__Tarea 1__: Copia literalmente un fragmento del texto sobre Hugo Alfredo: empieza en las palabras que contienen "Los exámenes especializados" y termina después de "paulatina se complicaba.".
__Tarea 2__: Según el texto sobre Hugo Alfredo, ¿cuánto tiempo le sostuvo la mano a quien narra?

__Extracto del texto__:
# # # # # # #

Cuando observé la imagen del tumor cerebral de Hugo Alfredo sentí mucho temor y después de hacer la respectiva consulta con algunos médicos, comencé a comprender que la vida de mi gran amigo ya marcaba su límite.
Los exámenes especializados en Bucaramanga y Bogotá fueron reiterativos, y él, alimentaba muchas esperanzas, manifestaba que estaba animado y optimista, sin embargo, lo rodeaba un ambiente extraño y temeroso.
Sus salidas al centro de la ciudad empezaron a disminuir, pocas veces se reunía con Pedro y conmigo en las cafeterías donde solíamos departir y en las que a veces le reprochábamos algunos comportamientos que a nuestro juicio eran nocivos para su deteriorada salud.
En diciembre no viajó a Cúcuta para compartir la Navidad con sus tres hijos ni lo escuchamos exclamar: ¡qué viva diciembre!, como siempre lo hacía en los inicios del mes más alegre del año.
Por intermedio de su esposa Miriam o de su hermano Jairo, nos enterábamos de la evolución de su caso, que de manera paulatina se complicaba.
A través de esas fuentes supimos que difícilmente se levantaba de la cama, procurando ser muy prudentes consultamos que si era conveniente visitarlo y de esa manera llegamos a su casa y nos encontramos con un cuadro conmovedor y doloroso.
Su lucidez se evaporaba con los rayos del sol que entraban por la ventana de su habitación. Me apretó la mano con mucha fuerza y la sostuvo durante casi diez minutos, mientras que su mirada era peregrina y a través de sus ojos intentaba manifestarme algo o quizá pretendía un auxilio que seguramente estaba muy distante de mis posibilidades.
El impacto fue tan duro que decidí no volver a visitarlo y así se lo manifesté a su compañera y hermano, porque sentí una enorme impotencia y no quería verlo desmoronarse, sin embargo, buscaba información constante hasta el momento final.

# # # # # # #

__Material de origen__:

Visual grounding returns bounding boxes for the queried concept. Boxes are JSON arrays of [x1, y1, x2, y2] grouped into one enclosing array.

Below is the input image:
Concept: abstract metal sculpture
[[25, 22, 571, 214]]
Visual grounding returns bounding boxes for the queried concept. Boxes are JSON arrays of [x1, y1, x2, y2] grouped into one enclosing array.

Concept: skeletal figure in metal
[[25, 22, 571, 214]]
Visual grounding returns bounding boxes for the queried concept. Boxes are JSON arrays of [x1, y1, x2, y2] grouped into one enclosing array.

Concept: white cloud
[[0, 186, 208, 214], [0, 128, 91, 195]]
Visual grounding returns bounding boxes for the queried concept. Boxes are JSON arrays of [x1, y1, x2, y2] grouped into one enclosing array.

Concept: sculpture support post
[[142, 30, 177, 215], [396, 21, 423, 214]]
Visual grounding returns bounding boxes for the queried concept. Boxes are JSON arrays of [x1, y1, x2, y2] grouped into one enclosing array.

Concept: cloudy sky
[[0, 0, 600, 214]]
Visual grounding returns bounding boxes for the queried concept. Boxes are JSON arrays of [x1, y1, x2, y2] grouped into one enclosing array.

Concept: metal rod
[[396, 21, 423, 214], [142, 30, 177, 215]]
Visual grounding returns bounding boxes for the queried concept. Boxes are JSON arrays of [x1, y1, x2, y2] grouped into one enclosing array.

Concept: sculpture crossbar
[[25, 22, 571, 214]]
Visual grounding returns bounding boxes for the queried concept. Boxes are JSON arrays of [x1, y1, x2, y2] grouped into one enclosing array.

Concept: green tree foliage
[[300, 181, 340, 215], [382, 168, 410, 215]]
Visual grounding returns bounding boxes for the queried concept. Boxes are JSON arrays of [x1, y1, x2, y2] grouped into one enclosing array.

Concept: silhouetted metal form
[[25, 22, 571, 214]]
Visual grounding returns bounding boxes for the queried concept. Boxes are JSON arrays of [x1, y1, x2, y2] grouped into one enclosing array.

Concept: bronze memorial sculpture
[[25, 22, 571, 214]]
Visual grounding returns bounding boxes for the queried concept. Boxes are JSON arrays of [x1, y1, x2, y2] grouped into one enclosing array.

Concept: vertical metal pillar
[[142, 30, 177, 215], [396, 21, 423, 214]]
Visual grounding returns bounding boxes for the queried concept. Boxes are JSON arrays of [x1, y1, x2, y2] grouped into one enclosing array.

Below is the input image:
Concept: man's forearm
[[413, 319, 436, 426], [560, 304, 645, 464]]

# # # # # # #

__Tu respuesta 1__:
Los exámenes especializados en Bucaramanga y Bogotá fueron reiterativos, y él, alimentaba muchas esperanzas, manifestaba que estaba animado y optimista, sin embargo, lo rodeaba un ambiente extraño y temeroso.
Sus salidas al centro de la ciudad empezaron a disminuir, pocas veces se reunía con Pedro y conmigo en las cafeterías donde solíamos departir y en las que a veces le reprochábamos algunos comportamientos que a nuestro juicio eran nocivos para su deteriorada salud.
En diciembre no viajó a Cúcuta para compartir la Navidad con sus tres hijos ni lo escuchamos exclamar: ¡qué viva diciembre!, como siempre lo hacía en los inicios del mes más alegre del año.
Por intermedio de su esposa Miriam o de su hermano Jairo, nos enterábamos de la evolución de su caso, que de manera paulatina se complicaba.

__Tu respuesta 2__: Durante casi diez minutos.